» **Trecho do texto**:
____________
Por Antônio Roberto Gerin

O sensível e premiadíssimo filme O SEGREDO DE BROKEBACK MOUNTAIN (135’), direção de Ang Lee, EUA (2005), aborda um dilema universal que ocupa boa parte de nossa existência. Estamos falando do amor, esta eterna fonte de vida. E, não raras vezes, de sofrimento. Mas, o que é o amor? Parece uma pergunta óbvia, não parece? Nem tanto. O amor soa como um conceito tão próximo de nós e, no entanto, acaba sendo nossa principal fonte de dúvidas e incertezas. O certo é que qualquer resposta que venhamos a dar sobre o amor, ela soará muito pessoal, posto que o amor é, acima de tudo, uma experiência. Que estará sempre colada à nossa história. De um jeito único, só nosso, portanto, intransferível. É justamente este amor que o maravilhoso filme O Segredo de Brokeback Mountain nos mostra. Amor feito de histórias únicas, cujo desenho é um mosaico de êxtases e sofrimentos, alegrias e decepções. Só os protagonistas Ennis Del Mar e Jack Twist, e ninguém mais, poderão fazer parte da história de amor que acontece entre eles, lá em cima, na montanha Brokeback. Só eles poderão dizer alguma coisa a respeito. E eles dizem. Muito. Independentemente de cor, raça, orientação sexual, geografia e origem, amar é uma experiência que está acima de qualquer julgamento. Olhando O Segredo de Brokeback Mountain de forma apressada, corre-se o risco de rotulá-lo como filme de cowboys, ou de cowboys gays, ou simplesmente um filme gay. Fujam imediatamente destes rótulos. O filme de Ang Lee é tão somente um filme sobre o amor.
____________
» **Linhas extraídas**:
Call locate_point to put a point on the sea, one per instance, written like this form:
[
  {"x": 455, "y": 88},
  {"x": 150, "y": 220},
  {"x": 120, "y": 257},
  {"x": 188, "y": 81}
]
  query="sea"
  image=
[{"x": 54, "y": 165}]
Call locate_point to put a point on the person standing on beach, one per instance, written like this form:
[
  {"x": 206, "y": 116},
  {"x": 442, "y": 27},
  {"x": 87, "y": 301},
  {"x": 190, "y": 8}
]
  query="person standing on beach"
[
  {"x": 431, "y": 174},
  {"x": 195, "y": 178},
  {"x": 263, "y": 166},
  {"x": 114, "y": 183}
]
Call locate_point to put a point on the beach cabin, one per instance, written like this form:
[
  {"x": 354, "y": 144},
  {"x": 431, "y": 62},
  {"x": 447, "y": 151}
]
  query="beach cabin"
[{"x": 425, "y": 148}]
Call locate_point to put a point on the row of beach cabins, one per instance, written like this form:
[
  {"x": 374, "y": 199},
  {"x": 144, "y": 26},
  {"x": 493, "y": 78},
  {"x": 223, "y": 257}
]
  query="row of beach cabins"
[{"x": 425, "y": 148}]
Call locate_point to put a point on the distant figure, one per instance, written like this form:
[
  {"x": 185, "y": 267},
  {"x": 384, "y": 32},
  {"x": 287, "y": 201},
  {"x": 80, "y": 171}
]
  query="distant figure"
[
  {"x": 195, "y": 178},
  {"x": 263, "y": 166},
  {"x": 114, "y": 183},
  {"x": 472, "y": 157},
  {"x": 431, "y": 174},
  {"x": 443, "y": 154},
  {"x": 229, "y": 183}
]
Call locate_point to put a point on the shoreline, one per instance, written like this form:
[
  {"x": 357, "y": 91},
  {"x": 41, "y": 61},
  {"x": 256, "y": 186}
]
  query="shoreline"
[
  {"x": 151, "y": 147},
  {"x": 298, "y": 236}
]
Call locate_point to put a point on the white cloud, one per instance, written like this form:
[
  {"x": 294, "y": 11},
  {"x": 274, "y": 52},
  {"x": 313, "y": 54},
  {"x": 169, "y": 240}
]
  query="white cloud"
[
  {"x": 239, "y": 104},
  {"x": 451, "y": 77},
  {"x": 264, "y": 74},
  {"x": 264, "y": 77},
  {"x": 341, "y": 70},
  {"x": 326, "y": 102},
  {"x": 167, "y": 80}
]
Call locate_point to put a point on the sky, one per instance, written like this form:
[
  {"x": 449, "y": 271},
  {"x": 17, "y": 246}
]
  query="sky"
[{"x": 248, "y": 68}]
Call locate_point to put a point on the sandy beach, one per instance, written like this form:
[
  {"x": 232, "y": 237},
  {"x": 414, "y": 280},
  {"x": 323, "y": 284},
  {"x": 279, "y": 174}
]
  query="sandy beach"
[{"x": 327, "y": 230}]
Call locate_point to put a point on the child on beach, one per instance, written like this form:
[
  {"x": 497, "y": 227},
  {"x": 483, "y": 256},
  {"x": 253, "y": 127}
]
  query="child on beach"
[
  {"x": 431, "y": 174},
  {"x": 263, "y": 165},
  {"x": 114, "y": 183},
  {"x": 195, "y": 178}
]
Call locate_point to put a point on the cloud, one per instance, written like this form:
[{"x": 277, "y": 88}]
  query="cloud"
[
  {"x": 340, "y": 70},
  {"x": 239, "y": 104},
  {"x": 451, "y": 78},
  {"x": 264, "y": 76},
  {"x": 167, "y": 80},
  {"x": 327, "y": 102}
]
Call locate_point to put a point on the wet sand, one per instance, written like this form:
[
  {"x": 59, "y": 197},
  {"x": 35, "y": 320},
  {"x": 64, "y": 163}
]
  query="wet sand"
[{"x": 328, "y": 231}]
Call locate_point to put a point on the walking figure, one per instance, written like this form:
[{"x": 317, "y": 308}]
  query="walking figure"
____________
» **O que fazer**:
Escreva a continuação do texto sobre o filme O Segredo de Brokeback Mountain, começando logo depois da última frase.

» **Resultado**:
Dois rapazes conseguem emprego de vaqueiro para cuidarem, naquele verão, de um rebanho de ovelhas conduzidas montanha acima, um lugar de difícil acesso, e distante de tudo e de todos. Brokeback, eis o nome da montanha. Estes dois rapazes são, por enquanto, solteiros, cowboys, gostam de rodeios, curtem estar no campo, trazem histórias pessoais diferentes, e estão ali para proteger as ovelhas dos ataques de animais selvagens e, mais do que isso, estão ali para vigiar a presença do Estado, já que a ocupação daquelas pastagens é irregular. O ambiente, bucólico, a solidão, total, o ar, selvagem, eis o terreno, fértil, onde algo extraordinário está para acontecer.

Precisaremos esperar meia hora de filme para que o amor surja diante de nós, numa cena memorável, e precisamente realista. Os movimentos em direção ao outro são sutis, sustentados por meias palavras e por olhares que não se cruzam, mas que estão ali, fulminados pelo desejo. E quando tudo, então, se desencadeia, na oferta total de sexo, sentimentos e emoções, abre-se um outro mundo para estes dois rapazes, cujos desdobramentos irão repercutir nos próximos vinte anos de suas vidas. É quando o próprio Ennis, assustado com o que está acontecendo, declara. “Aonde o amor vai nos levar?”. Ah, se soubéssemos, Ennis!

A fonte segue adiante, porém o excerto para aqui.